_Exercise description_. Produce the listing below again, exactly as shown.

[Start of Items]

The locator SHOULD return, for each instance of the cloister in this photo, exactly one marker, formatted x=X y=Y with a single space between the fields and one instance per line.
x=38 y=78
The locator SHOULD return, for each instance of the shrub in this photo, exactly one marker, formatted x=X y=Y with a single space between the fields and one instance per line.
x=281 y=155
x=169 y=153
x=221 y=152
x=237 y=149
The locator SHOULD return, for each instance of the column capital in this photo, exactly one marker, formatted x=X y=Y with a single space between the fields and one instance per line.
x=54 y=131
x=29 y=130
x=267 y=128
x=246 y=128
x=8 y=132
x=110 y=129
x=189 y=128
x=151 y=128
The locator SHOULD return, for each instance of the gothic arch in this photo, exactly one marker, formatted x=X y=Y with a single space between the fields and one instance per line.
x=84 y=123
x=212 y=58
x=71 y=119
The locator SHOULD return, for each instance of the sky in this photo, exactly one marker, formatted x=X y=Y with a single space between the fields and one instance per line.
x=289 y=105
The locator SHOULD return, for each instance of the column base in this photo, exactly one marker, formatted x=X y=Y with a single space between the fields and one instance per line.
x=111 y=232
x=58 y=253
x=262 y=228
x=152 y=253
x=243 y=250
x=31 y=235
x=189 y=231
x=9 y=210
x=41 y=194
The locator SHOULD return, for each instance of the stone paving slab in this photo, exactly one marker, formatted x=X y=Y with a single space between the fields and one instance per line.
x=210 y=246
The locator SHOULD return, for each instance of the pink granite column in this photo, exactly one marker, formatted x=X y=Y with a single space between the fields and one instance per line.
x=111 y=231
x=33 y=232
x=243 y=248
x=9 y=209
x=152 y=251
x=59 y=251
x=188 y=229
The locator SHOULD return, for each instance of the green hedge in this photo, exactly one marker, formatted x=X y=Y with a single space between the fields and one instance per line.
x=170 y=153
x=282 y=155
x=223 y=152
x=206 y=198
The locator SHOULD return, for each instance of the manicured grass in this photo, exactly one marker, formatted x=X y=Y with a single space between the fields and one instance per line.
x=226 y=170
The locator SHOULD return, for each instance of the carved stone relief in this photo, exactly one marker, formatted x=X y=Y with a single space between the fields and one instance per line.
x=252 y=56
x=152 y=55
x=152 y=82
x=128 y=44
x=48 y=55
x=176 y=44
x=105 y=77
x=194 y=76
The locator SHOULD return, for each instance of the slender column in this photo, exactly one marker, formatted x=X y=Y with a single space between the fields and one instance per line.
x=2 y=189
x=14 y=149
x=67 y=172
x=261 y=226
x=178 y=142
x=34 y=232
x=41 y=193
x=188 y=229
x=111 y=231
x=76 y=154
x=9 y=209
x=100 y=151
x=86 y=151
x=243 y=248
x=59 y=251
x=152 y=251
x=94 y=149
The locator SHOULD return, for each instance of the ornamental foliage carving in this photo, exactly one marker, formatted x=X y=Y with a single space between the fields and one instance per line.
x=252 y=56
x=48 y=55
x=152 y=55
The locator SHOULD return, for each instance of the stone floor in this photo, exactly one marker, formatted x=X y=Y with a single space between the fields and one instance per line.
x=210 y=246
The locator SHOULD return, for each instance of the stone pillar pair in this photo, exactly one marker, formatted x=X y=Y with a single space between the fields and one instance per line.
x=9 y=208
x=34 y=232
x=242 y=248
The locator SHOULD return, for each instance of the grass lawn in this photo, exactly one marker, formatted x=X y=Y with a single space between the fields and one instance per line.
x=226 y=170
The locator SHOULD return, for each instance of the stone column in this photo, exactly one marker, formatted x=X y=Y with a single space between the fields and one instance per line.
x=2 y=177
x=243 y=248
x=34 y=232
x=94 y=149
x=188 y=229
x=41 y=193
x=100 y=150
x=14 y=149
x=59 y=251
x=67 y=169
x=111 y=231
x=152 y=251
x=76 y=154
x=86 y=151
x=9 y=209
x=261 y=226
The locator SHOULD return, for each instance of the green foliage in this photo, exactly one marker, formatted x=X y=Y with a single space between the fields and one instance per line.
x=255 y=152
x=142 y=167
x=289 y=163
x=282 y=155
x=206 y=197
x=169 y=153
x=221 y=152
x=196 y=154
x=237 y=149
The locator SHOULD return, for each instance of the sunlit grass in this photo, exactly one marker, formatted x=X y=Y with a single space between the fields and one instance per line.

[End of Items]

_The solution_.
The locator SHOULD return, for each instance of the cloister in this photo, exactly one marker, formatted x=X y=Y with a single space between the fields and one instance per line.
x=38 y=78
The locator SHOULD return, for each instance of the shrub in this photo, exactly one marker, formatted x=X y=Y with a single space between the fields and one instance per line.
x=281 y=155
x=169 y=153
x=221 y=152
x=237 y=149
The locator SHOULD return, for each instance of the column capital in this photo, exactly one marker, formatted x=X y=Y with a single space between the fields and one instance per line.
x=54 y=131
x=29 y=130
x=267 y=128
x=246 y=128
x=8 y=132
x=110 y=129
x=189 y=128
x=151 y=128
The locator SHOULD return, for each instance of the gothic arch in this photo, exactly one marker, formatted x=X y=Y with a single space between the fields and one instance per line.
x=84 y=123
x=212 y=58
x=71 y=119
The locator SHOULD return, for each instance of the sky in this photo, exactly one marker, formatted x=X y=Y with a single space between the fields and one instance per line.
x=289 y=105
The locator SHOULD return, for each instance of the column base in this photo, exactly one marker, formatted x=X y=Y with a single space between the fields and one instance per line.
x=111 y=232
x=58 y=253
x=262 y=228
x=152 y=253
x=243 y=250
x=31 y=235
x=189 y=231
x=9 y=210
x=41 y=194
The locator SHOULD return, for each instance of the stone paving slab in this photo, exactly one marker, formatted x=X y=Y with a single space between the fields and one instance per line.
x=210 y=246
The locator SHOULD return, for each instance of the pink granite column in this photo, exactly one marker, formatted x=X y=Y with a single space between the fields and one instance per line.
x=111 y=231
x=33 y=232
x=243 y=248
x=9 y=209
x=152 y=251
x=59 y=251
x=188 y=229
The locator SHOULD return, for each instance of the green hedge in this photo, exactly one marker, formatted x=X y=Y with a single space between the fields and one instance per line.
x=170 y=153
x=282 y=155
x=223 y=152
x=206 y=198
The locator SHOULD return, for each instance of the manicured grass in this photo, exactly one marker, formatted x=X y=Y with a single space between the fields and one instance per line.
x=226 y=170
The locator SHOULD return, for each instance of the carved stone relief in this photo, exactly one marker, formatted x=X y=Y with a single space between the fields and one instance per line.
x=252 y=56
x=152 y=55
x=152 y=82
x=128 y=44
x=48 y=55
x=176 y=44
x=105 y=77
x=194 y=76
The locator SHOULD return, for each instance of the slender column in this photo, exactly one marker, formatted x=X y=Y with a single space between the fields and one instance per line.
x=2 y=189
x=14 y=149
x=67 y=172
x=261 y=226
x=178 y=142
x=34 y=232
x=41 y=193
x=188 y=229
x=111 y=231
x=76 y=154
x=9 y=209
x=100 y=151
x=86 y=151
x=243 y=248
x=59 y=251
x=152 y=251
x=94 y=149
The locator SHOULD return, for each instance of the ornamental foliage carving in this photo, exactly one marker, formatted x=X y=Y with a single space between the fields and one instance per line.
x=252 y=56
x=48 y=55
x=152 y=55
The locator SHOULD return, for each instance of the stone floor in this photo, exactly one marker, formatted x=X y=Y with a single space between the fields and one instance per line.
x=210 y=246
The locator SHOULD return, for each instance of the stone pillar pair in this photo, exactly one marker, formatted x=X y=Y with a single space between the fields and one instance per line.
x=9 y=208
x=34 y=232
x=242 y=248
The locator SHOULD return, for each instance of the grass lawn in this photo, exactly one marker, formatted x=X y=Y with a single space between the fields and one instance per line.
x=226 y=170
The locator SHOULD return, for each instance of the stone column in this photo, exactly one marker, formatted x=X y=Y with a single space between the fields and one instance per line.
x=2 y=177
x=243 y=248
x=34 y=232
x=94 y=149
x=188 y=229
x=41 y=193
x=100 y=150
x=14 y=149
x=59 y=251
x=67 y=169
x=111 y=231
x=152 y=251
x=76 y=154
x=86 y=151
x=9 y=209
x=261 y=226
The locator SHOULD return, for each instance of the green foliage in this photo, exactly one marker, formatted x=X y=Y with a single space between the fields and one instance per line.
x=255 y=152
x=142 y=167
x=289 y=163
x=282 y=155
x=206 y=197
x=169 y=153
x=221 y=152
x=196 y=154
x=237 y=149
The locator SHOULD return, for each instance of the sunlit grass in this photo, exactly one marker, formatted x=X y=Y with a single space between the fields and one instance per line.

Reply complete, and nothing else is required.